- Opening Delimiter -

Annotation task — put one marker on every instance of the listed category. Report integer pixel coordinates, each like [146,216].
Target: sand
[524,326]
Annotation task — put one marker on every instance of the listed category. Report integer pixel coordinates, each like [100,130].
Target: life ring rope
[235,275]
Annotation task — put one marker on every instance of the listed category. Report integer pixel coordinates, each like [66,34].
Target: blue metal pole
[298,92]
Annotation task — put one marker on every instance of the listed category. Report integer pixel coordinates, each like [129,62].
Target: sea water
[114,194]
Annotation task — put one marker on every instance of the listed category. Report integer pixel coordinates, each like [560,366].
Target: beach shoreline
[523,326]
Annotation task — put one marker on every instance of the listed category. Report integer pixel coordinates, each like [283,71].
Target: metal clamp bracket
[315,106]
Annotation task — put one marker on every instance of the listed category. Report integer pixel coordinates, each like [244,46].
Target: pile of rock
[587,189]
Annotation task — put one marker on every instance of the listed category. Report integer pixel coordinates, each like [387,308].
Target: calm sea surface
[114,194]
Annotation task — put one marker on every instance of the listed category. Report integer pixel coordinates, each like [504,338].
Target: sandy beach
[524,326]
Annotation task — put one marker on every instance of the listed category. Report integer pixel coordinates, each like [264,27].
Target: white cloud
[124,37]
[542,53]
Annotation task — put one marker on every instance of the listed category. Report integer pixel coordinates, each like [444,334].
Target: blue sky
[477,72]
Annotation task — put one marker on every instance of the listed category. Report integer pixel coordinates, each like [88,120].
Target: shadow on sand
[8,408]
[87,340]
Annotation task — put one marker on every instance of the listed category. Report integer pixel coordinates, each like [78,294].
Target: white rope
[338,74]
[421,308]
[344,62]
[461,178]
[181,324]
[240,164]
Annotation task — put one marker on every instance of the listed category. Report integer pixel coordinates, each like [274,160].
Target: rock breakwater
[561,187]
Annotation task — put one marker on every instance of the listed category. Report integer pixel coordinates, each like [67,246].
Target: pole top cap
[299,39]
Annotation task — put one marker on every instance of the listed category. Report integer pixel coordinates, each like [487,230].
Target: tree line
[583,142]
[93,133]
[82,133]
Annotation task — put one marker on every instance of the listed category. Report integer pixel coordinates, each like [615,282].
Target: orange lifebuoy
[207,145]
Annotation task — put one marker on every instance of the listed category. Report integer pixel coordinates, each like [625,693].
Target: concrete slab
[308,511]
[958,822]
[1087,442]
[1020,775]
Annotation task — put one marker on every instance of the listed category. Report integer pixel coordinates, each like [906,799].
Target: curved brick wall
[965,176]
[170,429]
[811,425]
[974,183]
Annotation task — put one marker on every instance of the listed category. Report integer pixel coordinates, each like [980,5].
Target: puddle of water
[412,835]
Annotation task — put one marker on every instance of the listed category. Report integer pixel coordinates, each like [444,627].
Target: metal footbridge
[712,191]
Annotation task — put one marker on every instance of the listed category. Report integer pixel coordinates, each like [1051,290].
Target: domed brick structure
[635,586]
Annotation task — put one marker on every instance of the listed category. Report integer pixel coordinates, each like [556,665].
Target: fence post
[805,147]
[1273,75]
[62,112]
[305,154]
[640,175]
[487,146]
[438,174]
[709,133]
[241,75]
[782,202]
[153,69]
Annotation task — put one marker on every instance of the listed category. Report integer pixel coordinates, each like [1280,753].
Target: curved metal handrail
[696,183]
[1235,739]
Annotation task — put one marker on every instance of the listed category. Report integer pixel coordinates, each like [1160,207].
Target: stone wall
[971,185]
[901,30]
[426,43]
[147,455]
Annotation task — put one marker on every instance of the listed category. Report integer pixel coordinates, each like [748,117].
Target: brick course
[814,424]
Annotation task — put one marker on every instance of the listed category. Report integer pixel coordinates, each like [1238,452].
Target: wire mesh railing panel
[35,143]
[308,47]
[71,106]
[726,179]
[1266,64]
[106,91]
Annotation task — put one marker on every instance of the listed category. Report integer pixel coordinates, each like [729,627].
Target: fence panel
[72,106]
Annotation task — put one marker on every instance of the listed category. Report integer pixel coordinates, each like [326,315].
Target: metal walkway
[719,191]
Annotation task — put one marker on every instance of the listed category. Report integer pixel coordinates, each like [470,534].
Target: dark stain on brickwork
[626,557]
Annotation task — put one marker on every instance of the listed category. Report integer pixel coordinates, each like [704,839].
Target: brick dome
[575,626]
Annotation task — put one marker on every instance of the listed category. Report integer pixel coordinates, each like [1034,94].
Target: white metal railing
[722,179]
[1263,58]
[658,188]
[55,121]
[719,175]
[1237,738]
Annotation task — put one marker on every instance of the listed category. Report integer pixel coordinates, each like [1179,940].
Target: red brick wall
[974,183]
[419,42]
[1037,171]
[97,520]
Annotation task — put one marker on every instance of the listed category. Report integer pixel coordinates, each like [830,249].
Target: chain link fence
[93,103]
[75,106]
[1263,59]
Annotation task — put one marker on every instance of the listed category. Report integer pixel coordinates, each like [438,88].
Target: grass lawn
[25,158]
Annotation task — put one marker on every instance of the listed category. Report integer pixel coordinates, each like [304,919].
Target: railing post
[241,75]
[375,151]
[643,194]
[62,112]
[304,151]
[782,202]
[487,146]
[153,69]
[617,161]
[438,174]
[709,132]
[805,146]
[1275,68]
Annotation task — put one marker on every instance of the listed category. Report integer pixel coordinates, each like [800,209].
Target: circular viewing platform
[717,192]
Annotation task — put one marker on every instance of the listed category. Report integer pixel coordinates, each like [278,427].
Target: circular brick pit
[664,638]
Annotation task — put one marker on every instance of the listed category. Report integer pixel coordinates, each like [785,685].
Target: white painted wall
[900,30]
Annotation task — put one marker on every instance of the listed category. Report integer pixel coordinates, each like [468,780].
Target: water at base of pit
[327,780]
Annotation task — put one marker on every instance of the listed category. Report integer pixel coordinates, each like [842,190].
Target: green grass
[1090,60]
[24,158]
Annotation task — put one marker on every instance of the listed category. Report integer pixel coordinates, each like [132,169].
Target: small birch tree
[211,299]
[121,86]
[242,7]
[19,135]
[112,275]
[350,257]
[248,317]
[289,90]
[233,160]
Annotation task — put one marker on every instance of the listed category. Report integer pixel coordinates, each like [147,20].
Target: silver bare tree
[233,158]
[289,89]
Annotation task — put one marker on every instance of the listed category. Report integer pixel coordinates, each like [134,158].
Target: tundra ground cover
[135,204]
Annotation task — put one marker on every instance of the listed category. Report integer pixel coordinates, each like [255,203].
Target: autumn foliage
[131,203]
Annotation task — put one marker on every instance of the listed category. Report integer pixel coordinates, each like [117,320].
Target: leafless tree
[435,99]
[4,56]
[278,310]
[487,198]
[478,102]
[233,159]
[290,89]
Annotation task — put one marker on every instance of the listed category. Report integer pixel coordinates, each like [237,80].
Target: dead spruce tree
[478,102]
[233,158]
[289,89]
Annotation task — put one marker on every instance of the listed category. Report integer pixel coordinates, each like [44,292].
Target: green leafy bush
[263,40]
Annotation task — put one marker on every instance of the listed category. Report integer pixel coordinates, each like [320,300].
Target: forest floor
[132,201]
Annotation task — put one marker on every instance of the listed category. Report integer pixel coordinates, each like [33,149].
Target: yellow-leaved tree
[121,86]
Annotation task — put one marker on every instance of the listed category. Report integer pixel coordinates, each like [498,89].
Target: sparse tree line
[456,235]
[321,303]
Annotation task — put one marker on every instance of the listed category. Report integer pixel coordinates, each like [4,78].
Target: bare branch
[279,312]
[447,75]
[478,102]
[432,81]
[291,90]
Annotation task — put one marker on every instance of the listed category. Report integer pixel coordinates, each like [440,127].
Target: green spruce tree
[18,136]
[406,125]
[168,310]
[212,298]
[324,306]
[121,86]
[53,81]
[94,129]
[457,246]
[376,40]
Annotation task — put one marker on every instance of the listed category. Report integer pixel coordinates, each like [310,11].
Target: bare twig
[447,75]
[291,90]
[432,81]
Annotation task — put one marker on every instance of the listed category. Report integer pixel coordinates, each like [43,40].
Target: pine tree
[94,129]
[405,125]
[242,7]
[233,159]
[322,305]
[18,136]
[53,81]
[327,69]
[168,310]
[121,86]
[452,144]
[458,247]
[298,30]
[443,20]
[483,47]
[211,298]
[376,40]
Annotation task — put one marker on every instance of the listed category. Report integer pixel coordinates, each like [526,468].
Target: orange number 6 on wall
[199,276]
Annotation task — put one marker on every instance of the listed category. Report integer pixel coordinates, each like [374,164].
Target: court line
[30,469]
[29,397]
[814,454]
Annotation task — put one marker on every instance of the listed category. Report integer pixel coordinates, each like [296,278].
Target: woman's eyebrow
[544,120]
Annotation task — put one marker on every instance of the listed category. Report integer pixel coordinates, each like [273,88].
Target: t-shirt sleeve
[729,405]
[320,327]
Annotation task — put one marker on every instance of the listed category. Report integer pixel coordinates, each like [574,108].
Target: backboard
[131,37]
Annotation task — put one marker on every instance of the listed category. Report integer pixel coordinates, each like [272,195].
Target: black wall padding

- Closing Delimiter -

_Work required_:
Write out exactly, and only, each line from the one with "Target: orange number 6 on wall" down to the last line of the records above.

_Exercise response_:
Target: orange number 6 on wall
[199,276]
Annotation task — put one marker on every instance of the listed category. Report integer pixel coordinates, each like [374,164].
Target: court line
[30,469]
[29,397]
[814,454]
Annotation task — put one marker on every instance of the listed category. Report integer pixel coordinates, each like [296,278].
Target: woman's eyebrow
[544,120]
Annotation task — put one marker on every instance of the listed category. Report integer pixel coordinates, each like [273,88].
Target: t-shirt sleeve
[729,405]
[320,327]
Annotation task — put one marker on every instance of the listed category. Report integer pixel coordinates, each like [574,108].
Target: backboard
[131,37]
Annotation task — put one marker on every instance of the listed category. Report integer pixel coordinates, each like [272,195].
Target: black wall padding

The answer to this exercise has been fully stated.